* What you will do
Go through the listing below and output exactly the line with "Mark every instance of the sky", the line with "Mark every instance of the cluster", and each line between; omit the rest.

* Material supplied
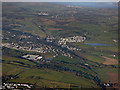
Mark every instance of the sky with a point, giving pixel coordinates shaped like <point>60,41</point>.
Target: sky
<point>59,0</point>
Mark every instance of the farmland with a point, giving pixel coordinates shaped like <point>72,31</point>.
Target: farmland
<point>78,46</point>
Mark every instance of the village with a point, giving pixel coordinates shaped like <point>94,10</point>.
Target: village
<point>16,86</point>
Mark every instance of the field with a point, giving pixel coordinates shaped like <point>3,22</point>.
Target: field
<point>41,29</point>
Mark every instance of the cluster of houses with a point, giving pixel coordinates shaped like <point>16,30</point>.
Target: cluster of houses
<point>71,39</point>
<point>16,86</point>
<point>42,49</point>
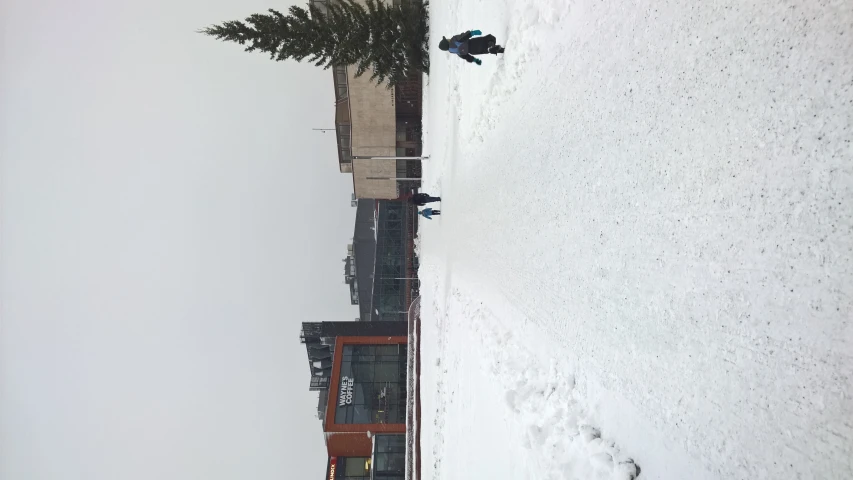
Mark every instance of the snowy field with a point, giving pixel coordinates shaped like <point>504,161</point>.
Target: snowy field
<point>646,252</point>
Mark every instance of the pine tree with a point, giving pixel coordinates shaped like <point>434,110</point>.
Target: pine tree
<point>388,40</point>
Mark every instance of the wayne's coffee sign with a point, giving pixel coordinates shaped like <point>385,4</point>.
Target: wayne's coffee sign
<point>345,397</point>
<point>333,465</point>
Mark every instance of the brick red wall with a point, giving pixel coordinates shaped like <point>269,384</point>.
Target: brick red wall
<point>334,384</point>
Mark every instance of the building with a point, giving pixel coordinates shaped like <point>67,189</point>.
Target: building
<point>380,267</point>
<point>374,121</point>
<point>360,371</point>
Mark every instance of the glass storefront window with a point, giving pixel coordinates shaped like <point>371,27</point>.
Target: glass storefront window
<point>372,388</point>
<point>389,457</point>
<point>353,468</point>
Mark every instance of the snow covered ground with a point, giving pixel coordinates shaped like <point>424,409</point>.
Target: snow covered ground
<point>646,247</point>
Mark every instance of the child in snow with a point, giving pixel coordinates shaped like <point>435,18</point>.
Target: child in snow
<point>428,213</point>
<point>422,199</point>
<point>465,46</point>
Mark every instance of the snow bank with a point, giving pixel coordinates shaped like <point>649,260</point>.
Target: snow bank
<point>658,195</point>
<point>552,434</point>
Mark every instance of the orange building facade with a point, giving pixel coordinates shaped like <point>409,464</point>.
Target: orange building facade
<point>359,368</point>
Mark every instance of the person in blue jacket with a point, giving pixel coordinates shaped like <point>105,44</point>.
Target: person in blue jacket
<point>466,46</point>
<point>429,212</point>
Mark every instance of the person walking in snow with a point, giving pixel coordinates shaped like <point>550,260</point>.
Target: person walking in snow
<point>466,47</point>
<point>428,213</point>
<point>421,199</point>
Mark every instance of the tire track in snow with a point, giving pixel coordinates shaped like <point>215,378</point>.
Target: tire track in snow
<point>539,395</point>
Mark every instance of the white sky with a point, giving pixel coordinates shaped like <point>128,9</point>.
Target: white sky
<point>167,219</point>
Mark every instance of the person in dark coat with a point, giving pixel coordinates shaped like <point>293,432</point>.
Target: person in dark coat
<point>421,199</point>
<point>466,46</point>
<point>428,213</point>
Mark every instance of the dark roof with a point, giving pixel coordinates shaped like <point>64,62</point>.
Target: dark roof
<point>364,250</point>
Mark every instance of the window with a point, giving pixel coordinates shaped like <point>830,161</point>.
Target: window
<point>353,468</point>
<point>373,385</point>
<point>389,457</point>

...

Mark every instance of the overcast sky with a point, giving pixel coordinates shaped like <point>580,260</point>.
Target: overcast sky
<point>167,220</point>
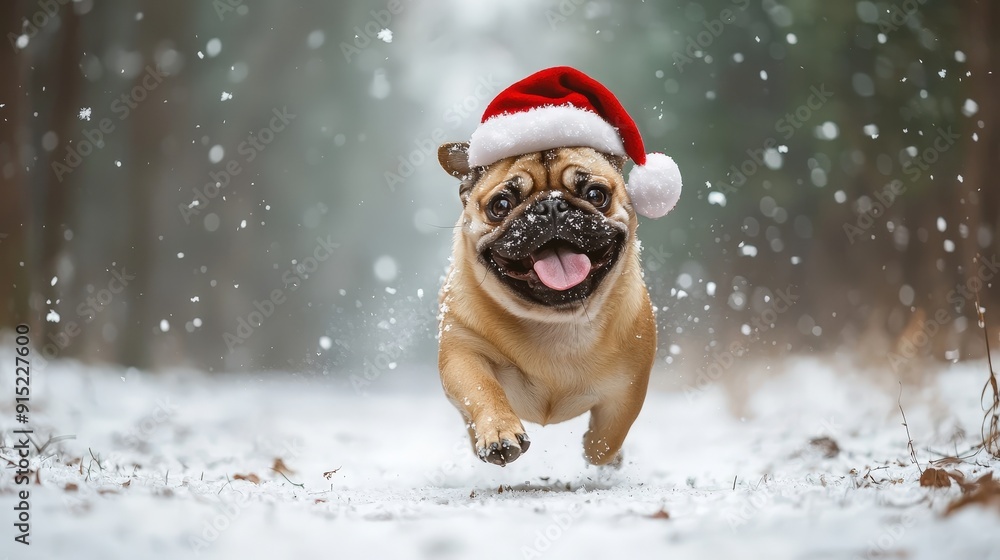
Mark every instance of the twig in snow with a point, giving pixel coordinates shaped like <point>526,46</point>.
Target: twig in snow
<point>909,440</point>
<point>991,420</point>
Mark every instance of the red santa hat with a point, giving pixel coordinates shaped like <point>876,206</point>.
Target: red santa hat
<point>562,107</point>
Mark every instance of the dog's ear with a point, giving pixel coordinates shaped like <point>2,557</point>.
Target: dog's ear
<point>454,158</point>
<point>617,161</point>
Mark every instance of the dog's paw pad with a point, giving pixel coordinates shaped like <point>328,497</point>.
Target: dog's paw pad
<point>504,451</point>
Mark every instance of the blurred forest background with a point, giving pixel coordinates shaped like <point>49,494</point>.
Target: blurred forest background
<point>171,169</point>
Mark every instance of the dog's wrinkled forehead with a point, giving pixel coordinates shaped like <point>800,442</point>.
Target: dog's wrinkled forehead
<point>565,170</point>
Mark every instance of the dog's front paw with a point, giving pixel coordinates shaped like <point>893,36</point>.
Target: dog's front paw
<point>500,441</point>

* Task solution
Mark every instance of the sky with a point, giving pixel coordinates shaped like <point>60,41</point>.
Target: sky
<point>59,0</point>
Mark every instance of the farmland with a point, giving pixel coordinates shaped like <point>72,31</point>.
Target: farmland
<point>78,46</point>
Mark every instance of the village with a point, giving pixel coordinates shaped like <point>94,10</point>.
Target: village
<point>16,86</point>
Mark every instance of the field with a point, giving pixel coordinates shaped like <point>3,22</point>.
Target: field
<point>41,29</point>
Mark every instance of the cluster of houses with a point, giving pixel coordinates shaped like <point>16,30</point>.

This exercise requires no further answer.